━━━━━ STUDY TEXT ━━━━━

Great Barrington — At the edge of a cornfield at the top of the airport runway, the sun pours in to a painting studio, falling on a cart of paintbrushes, some of them 60 years old and worn down at the edges, just the way their owner likes them.
Great Barrington native and painter Eunice Agar has been working in this studio since the 1970s, after her father built it for her. Agar, 81, remembers back to when Bryant Elementary and Searles High were let out early so that students could have extra time at the Great Barrington Fair when it came to the Fairgrounds every September.
And now Agar has encapsulated those memories in a painting commissioned by a group of friends for the purpose of having it live in the Town Hall Meeting Room. “146 Barrington Fair – 1988” is done in the style of what Agar, a painter for 68 years, calls “painterly realism.”
After graduating from Searles, Agar studied art history and painting at Wellesley College. Naturally, she has developed some opinions about the form, and explains them as she dotes on “Hicks,” her Brittany Spaniel named for painter Edward Hicks, known for his The Peaceable Kingdom, circa 1833.
“For a long time the emphasis was on self expression,” Agar said. “I disagree with that idea a little bit. You are simply the vehicle for expressing the world around you.”
Agar, whose father Charles started Agar Oil in 1932, was earlier in her career the managing editor at American Artist Magazine in New York, and later a contributing editor. Agar started painting at age 13 and has been doing it ever since. She continued to study painting while she worked for the magazine, and between 1963 and 1966, Agar went to Greece to paint, and later taught. She has taken her easel and brushes to Northern Italy, Mexico, Maine and Florida, as well. She has had shows in New York, Washington D.C., Tallahassee, Albany and Maine, and has her work in public collections. She occasionally writes for the local art magazine, The Artful Mind.

━━━━━ MATERIAL SUPPLIED ━━━━━

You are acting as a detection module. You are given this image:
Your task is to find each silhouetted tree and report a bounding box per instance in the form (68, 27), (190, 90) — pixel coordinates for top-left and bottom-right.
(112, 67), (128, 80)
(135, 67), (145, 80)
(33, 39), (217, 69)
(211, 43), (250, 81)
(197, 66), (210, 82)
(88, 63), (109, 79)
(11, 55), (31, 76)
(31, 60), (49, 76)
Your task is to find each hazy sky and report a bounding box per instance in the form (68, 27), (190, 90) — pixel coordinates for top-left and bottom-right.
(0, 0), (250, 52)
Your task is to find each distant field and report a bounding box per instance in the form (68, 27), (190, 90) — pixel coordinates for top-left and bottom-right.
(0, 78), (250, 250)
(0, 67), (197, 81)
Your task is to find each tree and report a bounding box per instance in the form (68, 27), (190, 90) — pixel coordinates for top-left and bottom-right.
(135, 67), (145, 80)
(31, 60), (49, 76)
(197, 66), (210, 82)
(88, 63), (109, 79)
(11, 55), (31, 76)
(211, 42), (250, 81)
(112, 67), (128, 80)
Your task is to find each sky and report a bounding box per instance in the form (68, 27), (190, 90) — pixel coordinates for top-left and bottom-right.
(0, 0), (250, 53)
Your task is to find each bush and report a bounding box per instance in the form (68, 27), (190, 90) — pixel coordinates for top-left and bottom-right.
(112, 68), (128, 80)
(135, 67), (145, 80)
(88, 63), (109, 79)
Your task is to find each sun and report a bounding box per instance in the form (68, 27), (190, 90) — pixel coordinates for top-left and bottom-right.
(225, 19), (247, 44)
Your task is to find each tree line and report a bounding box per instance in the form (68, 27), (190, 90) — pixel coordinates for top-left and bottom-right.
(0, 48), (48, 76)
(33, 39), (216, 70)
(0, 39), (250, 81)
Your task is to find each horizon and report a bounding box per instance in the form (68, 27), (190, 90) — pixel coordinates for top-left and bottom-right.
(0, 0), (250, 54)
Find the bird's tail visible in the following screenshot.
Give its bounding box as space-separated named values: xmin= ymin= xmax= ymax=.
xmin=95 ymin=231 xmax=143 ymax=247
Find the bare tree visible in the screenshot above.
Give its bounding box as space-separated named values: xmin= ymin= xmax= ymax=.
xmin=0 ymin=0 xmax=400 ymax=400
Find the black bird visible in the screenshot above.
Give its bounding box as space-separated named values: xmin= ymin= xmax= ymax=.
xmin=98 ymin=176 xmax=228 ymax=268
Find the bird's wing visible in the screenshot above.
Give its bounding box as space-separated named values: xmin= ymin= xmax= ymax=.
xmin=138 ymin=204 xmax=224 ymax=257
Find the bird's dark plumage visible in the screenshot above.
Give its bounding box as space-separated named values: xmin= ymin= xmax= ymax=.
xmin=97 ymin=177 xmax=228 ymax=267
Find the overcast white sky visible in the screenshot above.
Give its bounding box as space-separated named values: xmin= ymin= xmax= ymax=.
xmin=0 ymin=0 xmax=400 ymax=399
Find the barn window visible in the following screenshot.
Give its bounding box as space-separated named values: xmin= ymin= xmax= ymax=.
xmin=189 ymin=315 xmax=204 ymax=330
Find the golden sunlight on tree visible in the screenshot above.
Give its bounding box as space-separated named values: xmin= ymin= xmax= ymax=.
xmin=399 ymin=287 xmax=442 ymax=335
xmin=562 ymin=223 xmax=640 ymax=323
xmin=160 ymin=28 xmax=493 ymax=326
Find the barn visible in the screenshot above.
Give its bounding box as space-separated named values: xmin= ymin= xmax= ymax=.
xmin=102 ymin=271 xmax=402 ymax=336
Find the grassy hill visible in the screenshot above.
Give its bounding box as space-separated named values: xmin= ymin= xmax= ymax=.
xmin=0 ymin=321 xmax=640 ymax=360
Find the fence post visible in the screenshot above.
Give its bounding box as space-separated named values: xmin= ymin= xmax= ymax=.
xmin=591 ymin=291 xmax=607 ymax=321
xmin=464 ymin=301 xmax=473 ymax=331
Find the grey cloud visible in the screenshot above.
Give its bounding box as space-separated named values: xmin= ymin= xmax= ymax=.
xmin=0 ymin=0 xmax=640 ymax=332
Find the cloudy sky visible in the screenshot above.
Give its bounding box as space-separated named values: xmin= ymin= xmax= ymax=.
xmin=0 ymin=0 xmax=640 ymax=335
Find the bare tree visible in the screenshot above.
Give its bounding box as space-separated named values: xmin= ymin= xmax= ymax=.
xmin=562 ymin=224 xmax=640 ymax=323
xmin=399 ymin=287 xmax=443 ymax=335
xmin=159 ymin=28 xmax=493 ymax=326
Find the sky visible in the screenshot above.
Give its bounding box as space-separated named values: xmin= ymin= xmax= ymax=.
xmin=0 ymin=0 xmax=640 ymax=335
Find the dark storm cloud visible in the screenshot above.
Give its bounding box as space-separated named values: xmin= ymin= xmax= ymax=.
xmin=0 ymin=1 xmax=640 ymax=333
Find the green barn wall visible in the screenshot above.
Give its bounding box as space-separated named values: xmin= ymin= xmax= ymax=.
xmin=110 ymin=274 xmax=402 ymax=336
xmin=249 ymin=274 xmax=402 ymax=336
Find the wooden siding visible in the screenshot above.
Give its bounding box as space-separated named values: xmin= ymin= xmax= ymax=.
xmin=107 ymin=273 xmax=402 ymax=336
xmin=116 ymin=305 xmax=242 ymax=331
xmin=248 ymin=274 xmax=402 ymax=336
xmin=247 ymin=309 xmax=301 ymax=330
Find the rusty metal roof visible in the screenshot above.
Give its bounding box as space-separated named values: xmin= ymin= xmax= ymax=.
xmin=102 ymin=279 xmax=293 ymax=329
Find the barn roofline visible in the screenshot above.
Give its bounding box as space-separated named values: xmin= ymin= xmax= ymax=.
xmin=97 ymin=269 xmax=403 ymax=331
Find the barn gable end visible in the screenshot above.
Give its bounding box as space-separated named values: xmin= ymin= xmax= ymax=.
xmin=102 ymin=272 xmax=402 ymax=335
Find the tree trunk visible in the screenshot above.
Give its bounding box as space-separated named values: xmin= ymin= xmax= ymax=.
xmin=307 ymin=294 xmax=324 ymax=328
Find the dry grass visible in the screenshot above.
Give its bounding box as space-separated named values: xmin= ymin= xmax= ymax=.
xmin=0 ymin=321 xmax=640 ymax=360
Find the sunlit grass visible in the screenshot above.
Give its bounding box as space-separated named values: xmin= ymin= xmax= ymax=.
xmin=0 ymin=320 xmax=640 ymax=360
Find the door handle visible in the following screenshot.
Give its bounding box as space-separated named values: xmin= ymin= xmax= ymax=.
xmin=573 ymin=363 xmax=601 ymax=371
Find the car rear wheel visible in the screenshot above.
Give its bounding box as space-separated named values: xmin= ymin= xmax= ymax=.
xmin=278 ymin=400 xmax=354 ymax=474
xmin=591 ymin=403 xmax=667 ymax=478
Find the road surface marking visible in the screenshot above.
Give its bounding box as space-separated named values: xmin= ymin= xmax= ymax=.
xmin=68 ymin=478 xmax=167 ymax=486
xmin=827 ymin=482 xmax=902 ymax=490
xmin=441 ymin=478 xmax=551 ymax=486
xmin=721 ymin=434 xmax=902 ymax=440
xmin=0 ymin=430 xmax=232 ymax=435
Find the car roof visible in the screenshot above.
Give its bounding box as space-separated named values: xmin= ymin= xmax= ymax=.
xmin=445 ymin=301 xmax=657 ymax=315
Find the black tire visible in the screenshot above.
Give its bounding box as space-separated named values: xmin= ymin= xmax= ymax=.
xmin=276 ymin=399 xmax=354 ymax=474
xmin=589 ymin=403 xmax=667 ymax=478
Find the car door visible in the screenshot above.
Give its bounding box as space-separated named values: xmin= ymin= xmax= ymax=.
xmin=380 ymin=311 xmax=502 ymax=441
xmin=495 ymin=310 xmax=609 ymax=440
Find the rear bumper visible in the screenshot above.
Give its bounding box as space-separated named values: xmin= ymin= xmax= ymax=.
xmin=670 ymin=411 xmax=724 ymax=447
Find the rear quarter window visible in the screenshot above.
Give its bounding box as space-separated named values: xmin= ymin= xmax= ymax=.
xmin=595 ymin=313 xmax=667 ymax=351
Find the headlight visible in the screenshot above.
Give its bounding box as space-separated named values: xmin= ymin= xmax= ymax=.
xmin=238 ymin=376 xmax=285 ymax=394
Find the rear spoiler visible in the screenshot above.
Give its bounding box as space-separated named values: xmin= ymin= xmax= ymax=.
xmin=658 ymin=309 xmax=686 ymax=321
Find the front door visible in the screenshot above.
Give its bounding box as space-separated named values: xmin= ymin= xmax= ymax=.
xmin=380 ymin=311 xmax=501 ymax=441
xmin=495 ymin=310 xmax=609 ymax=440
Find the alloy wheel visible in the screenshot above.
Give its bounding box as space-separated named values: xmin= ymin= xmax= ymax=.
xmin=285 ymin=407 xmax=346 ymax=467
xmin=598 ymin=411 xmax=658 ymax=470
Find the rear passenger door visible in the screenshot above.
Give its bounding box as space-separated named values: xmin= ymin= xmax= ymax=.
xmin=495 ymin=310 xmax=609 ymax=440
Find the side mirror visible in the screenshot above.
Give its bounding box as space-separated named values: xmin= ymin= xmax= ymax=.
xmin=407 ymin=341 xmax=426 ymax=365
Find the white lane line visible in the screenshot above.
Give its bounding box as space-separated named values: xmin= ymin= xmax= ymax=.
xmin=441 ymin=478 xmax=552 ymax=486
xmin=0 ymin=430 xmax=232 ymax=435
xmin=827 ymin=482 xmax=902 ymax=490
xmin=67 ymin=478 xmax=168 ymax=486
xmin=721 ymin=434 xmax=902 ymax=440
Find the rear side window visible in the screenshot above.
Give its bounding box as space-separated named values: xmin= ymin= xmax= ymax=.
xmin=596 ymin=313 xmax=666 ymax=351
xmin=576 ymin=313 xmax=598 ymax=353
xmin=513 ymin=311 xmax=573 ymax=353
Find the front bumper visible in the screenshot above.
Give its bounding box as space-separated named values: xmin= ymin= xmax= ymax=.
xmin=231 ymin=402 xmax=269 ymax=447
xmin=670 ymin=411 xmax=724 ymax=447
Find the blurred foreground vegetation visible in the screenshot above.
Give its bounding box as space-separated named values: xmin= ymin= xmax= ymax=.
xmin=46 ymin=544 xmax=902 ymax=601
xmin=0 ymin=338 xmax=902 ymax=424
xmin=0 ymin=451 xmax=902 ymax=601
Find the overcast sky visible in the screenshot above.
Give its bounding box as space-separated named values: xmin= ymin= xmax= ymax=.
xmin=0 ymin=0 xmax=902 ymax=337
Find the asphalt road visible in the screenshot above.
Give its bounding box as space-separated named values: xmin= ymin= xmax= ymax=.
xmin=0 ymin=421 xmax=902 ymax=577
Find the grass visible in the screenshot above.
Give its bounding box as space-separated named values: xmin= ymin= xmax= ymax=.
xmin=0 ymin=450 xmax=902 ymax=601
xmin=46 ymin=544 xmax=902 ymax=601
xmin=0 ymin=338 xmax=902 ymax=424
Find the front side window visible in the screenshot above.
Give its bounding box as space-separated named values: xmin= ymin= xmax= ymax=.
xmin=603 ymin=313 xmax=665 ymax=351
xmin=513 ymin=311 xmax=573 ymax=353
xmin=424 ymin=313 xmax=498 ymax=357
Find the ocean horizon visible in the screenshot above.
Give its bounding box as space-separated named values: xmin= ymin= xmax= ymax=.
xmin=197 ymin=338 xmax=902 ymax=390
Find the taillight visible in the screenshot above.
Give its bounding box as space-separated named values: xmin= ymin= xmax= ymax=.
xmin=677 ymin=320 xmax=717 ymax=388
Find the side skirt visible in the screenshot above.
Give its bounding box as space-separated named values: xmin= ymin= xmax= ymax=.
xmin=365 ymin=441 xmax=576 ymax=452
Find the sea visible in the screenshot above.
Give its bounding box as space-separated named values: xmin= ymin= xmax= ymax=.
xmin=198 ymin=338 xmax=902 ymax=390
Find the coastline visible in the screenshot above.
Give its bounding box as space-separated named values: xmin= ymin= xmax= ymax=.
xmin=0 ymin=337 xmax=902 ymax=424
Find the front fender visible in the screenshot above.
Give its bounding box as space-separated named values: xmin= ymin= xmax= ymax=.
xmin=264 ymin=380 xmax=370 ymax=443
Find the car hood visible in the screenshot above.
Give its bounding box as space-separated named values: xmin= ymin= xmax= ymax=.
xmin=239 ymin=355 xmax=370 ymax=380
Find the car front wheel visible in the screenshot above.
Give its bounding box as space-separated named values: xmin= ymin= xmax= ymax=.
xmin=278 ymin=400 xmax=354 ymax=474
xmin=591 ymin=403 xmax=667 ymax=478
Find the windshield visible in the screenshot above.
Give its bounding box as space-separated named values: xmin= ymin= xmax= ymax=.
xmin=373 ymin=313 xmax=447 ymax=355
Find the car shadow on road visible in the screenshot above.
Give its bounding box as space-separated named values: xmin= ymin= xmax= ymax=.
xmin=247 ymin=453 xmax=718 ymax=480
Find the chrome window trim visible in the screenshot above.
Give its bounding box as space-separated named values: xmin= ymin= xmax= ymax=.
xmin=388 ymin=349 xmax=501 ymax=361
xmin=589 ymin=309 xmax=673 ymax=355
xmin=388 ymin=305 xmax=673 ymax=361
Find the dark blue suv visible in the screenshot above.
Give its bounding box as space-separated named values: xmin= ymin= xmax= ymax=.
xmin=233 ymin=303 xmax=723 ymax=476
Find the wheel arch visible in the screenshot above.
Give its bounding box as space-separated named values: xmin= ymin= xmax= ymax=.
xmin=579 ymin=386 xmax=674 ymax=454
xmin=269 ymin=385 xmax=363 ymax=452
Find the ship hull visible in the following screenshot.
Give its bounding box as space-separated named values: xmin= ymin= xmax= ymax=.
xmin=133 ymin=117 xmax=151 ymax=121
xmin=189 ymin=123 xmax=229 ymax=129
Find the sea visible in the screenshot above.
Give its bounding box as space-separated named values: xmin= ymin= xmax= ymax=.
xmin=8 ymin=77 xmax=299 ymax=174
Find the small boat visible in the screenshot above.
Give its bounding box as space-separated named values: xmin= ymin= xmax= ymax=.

━━━━━

TO DO:
Retype everything in the article on the painter Eunice Agar from "Agar, whose father" down to "The Artful Mind.", keeping every word and mark unchanged. The records were drawn from a separate source unrelated to the article.

WRITTEN REPLY:
Agar, whose father Charles started Agar Oil in 1932, was earlier in her career the managing editor at American Artist Magazine in New York, and later a contributing editor. Agar started painting at age 13 and has been doing it ever since. She continued to study painting while she worked for the magazine, and between 1963 and 1966, Agar went to Greece to paint, and later taught. She has taken her easel and brushes to Northern Italy, Mexico, Maine and Florida, as well. She has had shows in New York, Washington D.C., Tallahassee, Albany and Maine, and has her work in public collections. She occasionally writes for the local art magazine, The Artful Mind.